Selected excerpt:
━━━━━━━━━━━━━━━━━━━━
A wave of French luxury on a Ponant cruise (2024)

A wave of French luxury on a Ponant cruise (1)

So we were expecting Gallic flair from this top-ranked cruise line and were not disappointed; the gentle background murmur of French accents added a certain je ne sais quoi as we were welcomed aboard in Dunedin by staff in chic uniforms and whisked through elegant surroundings to our suite.

This was compact but stylish, with a pillow menu and Diptyque toiletries in the bathroom — all sustainably packaged in line with the Ponant ethos. There was a small, but very full frigo-bar and a Nespresso machine, which was given a good workout.

A large balcony meant plenty of opportunity for drinks en plein air and a huge TV screen in front of which we could relax — a calming replay reel of dolphins frolicking to ambient music was a particularly European touch.
━━━━━━━━━━━━━━━━━━━━
Required actions:
1 > For each statement, say yes or no as to whether the Ponant cruise article supports it, and quote the deciding words: (a) Guests boarded the ship in Dunedin. (b) The suite was spacious. (c) The suite had no coffee machine.
2 > According to the Ponant cruise article, what did the replay reel on the TV screen show?
The items that follow have no connection to the Ponant cruise article.

Information supplied:
━━━━━━━━━━━━━━━━━━━━
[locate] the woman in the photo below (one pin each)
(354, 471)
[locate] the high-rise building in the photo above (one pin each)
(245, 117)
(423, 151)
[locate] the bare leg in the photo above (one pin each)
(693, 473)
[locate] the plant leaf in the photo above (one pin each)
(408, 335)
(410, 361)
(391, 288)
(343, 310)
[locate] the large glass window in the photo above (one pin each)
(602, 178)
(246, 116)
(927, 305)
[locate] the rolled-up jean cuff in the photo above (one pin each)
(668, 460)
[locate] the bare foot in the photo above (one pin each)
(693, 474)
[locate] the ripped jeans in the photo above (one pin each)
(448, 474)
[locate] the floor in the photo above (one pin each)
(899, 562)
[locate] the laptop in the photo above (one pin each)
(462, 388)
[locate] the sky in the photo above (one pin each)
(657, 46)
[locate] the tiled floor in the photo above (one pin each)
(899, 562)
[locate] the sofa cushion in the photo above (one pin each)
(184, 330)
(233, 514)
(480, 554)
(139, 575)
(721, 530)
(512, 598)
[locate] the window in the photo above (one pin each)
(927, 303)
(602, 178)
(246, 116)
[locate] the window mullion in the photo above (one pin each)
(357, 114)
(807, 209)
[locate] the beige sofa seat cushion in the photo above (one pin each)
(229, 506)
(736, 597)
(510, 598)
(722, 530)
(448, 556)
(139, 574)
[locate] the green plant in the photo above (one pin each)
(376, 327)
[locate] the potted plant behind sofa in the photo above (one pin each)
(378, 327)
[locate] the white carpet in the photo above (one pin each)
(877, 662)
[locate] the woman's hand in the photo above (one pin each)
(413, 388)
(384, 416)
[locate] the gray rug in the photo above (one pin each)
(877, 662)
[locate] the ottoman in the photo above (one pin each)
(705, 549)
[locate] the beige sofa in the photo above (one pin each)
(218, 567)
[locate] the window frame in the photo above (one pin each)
━━━━━━━━━━━━━━━━━━━━
Outputs for the tasks:
1 >
(a) Yes: "we were welcomed aboard in Dunedin"
(b) No: "This was compact but stylish"
(c) No: "a Nespresso machine, which was given a good workout"

2 > Dolphins frolicking to ambient music.